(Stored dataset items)
== == ==
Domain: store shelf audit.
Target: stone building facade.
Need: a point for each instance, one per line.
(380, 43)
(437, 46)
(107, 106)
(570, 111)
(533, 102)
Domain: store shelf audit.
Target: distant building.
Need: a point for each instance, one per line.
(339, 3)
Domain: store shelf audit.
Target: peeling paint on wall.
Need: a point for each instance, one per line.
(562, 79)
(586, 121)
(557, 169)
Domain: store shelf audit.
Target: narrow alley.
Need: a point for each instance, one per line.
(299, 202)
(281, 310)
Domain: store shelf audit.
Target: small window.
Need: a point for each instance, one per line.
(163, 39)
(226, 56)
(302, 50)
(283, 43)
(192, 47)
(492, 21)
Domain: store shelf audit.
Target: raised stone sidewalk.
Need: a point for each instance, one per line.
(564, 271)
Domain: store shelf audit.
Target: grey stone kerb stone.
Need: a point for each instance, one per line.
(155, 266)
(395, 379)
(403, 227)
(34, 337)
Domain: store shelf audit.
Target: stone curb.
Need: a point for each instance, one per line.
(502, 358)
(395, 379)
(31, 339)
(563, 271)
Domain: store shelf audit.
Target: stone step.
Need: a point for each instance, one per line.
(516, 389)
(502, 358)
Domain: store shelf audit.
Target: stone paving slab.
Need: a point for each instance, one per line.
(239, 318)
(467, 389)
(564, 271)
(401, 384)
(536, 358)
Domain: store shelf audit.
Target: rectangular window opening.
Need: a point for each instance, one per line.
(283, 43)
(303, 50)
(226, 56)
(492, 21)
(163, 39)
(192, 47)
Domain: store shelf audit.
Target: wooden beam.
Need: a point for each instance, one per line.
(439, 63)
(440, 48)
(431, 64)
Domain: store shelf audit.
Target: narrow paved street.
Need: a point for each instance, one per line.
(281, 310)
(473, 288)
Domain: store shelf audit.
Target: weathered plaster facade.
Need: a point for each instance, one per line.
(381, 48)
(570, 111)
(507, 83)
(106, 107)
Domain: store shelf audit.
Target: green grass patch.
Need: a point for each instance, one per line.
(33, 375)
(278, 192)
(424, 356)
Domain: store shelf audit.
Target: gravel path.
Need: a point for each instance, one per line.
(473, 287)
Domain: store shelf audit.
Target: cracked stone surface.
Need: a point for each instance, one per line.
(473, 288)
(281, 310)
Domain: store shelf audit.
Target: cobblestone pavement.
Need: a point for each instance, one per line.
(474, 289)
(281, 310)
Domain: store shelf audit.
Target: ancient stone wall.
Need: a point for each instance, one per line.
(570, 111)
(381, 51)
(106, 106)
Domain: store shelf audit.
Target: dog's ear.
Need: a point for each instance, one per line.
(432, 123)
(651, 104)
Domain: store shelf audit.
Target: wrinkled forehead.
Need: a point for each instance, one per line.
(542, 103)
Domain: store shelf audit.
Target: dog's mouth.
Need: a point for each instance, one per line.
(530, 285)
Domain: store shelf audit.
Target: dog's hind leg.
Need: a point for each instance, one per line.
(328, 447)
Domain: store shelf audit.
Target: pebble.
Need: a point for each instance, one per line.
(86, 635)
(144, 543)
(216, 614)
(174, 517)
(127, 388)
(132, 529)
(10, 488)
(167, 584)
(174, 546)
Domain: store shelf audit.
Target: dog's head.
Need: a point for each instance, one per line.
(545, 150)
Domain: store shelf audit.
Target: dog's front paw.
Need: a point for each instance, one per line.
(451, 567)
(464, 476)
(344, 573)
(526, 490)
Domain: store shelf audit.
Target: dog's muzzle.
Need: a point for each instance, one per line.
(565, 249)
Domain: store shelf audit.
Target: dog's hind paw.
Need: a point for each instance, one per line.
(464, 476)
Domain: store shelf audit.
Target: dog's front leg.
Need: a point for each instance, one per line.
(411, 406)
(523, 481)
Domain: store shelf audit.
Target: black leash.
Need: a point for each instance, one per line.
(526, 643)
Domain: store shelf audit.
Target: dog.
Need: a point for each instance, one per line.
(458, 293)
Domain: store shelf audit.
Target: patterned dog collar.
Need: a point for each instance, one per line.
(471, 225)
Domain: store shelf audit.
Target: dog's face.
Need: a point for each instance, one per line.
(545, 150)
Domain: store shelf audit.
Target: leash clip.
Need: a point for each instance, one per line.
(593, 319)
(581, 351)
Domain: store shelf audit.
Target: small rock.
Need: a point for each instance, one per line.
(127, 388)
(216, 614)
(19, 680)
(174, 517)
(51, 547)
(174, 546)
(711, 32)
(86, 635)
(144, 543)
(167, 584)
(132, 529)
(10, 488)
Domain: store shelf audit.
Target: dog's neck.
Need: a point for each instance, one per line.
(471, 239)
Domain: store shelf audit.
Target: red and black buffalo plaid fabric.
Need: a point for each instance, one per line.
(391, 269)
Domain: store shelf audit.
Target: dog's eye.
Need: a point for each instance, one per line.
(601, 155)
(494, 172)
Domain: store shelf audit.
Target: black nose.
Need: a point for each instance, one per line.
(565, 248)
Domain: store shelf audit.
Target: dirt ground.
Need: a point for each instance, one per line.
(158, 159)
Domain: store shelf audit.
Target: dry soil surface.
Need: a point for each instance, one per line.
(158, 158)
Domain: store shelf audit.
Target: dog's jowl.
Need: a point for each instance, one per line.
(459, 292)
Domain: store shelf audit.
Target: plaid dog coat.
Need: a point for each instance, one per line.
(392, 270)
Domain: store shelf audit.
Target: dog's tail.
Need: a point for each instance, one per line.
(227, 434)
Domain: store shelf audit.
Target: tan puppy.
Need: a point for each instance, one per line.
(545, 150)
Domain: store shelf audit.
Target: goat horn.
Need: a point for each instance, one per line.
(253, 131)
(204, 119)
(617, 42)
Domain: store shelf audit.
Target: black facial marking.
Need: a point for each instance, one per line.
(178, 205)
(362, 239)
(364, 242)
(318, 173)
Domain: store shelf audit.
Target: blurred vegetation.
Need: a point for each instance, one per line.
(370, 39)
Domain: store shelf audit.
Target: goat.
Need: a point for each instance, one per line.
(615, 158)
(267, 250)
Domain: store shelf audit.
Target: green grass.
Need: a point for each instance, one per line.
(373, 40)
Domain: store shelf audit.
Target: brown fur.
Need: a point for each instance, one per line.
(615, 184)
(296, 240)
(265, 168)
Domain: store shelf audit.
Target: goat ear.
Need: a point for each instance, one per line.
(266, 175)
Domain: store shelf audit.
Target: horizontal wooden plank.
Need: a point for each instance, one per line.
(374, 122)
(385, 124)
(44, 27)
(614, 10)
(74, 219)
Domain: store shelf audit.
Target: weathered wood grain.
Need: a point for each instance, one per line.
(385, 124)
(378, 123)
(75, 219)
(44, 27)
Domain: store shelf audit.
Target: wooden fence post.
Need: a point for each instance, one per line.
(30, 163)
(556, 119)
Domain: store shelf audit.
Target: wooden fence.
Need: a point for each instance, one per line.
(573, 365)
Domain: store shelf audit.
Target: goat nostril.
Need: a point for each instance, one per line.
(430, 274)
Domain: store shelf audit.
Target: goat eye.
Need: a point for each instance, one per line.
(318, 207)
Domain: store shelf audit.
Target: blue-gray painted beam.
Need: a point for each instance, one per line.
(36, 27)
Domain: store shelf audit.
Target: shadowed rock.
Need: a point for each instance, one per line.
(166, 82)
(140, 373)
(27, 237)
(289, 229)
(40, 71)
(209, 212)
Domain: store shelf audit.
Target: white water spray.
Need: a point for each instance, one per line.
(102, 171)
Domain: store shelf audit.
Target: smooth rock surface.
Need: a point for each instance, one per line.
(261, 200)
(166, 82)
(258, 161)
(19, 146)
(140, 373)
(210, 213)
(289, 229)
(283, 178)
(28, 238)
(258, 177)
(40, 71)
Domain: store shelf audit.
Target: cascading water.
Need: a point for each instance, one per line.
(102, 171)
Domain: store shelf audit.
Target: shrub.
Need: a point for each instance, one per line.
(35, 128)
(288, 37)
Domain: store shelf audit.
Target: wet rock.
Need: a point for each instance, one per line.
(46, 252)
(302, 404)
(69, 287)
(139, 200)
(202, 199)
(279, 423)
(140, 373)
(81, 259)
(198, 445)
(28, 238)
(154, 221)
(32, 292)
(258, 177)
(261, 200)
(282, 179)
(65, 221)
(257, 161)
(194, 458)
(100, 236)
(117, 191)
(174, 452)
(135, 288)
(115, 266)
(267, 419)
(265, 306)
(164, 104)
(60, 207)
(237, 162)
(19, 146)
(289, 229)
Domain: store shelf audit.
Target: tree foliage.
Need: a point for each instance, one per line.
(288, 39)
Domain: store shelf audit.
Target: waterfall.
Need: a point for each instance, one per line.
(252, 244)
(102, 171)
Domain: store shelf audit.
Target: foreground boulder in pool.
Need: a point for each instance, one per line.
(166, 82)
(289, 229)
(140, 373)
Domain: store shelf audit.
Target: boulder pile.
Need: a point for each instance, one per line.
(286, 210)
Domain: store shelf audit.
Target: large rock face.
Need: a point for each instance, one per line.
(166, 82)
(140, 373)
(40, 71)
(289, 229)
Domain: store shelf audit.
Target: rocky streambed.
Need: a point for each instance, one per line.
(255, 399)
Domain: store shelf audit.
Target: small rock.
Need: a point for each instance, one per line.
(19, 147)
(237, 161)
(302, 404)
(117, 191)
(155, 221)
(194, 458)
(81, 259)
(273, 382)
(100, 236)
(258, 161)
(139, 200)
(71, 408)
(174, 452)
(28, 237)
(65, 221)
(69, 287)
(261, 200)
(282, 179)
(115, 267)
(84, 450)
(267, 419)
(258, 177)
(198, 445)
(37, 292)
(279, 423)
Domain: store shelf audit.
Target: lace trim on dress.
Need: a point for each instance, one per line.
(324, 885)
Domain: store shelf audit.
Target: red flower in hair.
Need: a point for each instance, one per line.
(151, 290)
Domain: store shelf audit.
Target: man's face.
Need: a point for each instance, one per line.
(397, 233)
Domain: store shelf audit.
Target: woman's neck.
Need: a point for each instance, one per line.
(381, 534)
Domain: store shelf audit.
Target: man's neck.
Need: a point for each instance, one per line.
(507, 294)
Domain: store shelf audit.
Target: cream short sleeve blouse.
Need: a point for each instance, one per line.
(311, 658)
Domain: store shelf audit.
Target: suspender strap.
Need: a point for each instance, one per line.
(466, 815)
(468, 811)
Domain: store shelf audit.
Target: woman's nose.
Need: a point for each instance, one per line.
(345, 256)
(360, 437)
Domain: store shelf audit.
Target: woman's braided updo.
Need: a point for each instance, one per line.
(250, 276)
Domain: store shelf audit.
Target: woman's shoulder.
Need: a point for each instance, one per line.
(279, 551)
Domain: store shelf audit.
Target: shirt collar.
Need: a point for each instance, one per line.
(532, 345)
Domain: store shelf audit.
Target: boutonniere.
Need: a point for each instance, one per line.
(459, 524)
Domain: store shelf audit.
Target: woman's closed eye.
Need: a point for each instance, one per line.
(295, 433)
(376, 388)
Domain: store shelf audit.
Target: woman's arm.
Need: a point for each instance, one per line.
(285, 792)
== == ==
ASSIGNMENT:
Lines from the top of the data above through the line with "Target: peeling paint on wall.", both ends included: copy them exactly, nothing more.

RESPONSE TO THIS EXERCISE:
Domain: store shelf audit.
Target: stone building facade.
Need: a point for each instance, one per line.
(380, 43)
(437, 46)
(107, 106)
(570, 111)
(533, 102)
Domain: store shelf audit.
Target: distant building.
Need: a point for each instance, one per line.
(339, 3)
Domain: store shelf audit.
Target: peeling paint on wall.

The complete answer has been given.